Understand the business -
what do they do, how do they do it, and how do they control their
Identify possible frauds -
where are controls weak? what kinds of fraud could be attempted?
Identify symptoms of possible
frauds - how would each of the possible frauds appear in the data?
what would we see in employee behavior data? (are we tracking that?)
Gather data with technology
- what are the expected anomalies? what can we find that is unexpected?
run queries on databases to extract relevant data
Analyze data - find indicators
of fraud and other problems, then investigate to make sure
Investigate symptoms - if
fraud found go to 8. follow-up,
if not, go to 7. create new controls
to detect and correct symptoms
The process should be considered a cycle that should be repeated on a regular schedule and again whenever needed.
The text briefly discusses three software packages used in data audits. It mentions two others. This is a moving target, in that software changes regularly, and products come and go in every category. When choosing a product, you should look at reviews of currently available software, and you should consult reputable sources, like business partners and trade associations, to find out what products are recommended by people you respect.

▶ EXERCISE DATA
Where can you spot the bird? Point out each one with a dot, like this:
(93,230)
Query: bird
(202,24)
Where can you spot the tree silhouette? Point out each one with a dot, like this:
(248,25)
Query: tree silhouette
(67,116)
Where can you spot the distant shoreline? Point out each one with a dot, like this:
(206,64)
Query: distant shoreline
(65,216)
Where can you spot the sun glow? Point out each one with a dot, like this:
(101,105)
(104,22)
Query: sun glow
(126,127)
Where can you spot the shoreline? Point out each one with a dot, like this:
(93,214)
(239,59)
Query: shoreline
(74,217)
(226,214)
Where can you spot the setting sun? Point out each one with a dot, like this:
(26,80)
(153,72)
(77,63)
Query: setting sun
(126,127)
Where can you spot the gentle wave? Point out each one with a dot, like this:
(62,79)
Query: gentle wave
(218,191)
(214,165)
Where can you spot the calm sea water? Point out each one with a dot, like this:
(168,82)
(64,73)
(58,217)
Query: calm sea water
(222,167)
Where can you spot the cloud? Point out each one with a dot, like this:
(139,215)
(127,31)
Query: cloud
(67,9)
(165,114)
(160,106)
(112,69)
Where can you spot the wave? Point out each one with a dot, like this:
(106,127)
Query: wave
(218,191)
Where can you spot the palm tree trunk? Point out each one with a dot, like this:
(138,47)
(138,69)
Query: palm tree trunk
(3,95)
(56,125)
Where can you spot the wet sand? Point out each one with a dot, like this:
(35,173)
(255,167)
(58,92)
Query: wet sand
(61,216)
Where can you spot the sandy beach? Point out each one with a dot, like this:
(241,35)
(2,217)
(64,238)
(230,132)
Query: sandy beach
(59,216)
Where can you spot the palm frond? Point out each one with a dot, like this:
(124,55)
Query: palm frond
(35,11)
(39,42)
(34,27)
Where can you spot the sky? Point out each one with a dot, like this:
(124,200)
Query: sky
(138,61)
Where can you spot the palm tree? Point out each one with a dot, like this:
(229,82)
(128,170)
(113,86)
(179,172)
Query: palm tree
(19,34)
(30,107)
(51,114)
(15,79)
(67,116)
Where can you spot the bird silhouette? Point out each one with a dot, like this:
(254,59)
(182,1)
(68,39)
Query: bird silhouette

▶ PROBLEM TO WORK ON
Continue the notes on the fraud-detection process above, starting right after their final sentence.

▶ RESULT OF THE EXERCISE
The text continues with a discussion of access to data. It includes the
idea that an analyst should be happy to have read
only access to data because analysis can still be done, and it
prevents accusations about the analyst changing the data.
the section on analysis, the text introduces a theory called Benford's
Law. Frank Benford, a physicist, examined a theory proposed
by Simon Newcomb, an astronomer. The theory says that the first digits
of actual numbers in a set will most often follow a nonrandom
distribution. This distribution, shown in the graphic on the right, says
that there is a 30% chance that the first digit in a number will be a
1, an 18% chance that it will be a 2, and so on down the indicated curve.
This is counter intuitive. You might think that digits in real, naturally
occurring numbers would be more random. You can follow the link above
to a Wikipedia article about the subject.
The text tells us that financial data often follow Benford's Law, and
that examination of financial data sets usually shows this to be true,
except where numbers are assigned
or where fraud is taking place.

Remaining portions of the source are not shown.